───── Dataset excerpts ─────

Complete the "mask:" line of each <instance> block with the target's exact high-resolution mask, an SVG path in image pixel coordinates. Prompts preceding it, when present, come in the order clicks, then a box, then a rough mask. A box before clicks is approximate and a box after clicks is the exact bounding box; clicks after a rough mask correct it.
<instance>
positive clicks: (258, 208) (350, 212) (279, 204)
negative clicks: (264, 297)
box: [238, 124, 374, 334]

─────

What is expected:
Please give all of the entries again, exactly as written.

Response to the exercise:
Complete the "mask:" line of each <instance> block with the target's exact high-resolution mask, an SVG path in image pixel coordinates. Prompts preceding it, when present, come in the order clicks, then a box, then a rough mask. A box before clicks is approximate and a box after clicks is the exact bounding box; clicks after a rough mask correct it.
<instance>
positive clicks: (258, 208) (350, 212) (279, 204)
negative clicks: (264, 297)
box: [238, 124, 374, 334]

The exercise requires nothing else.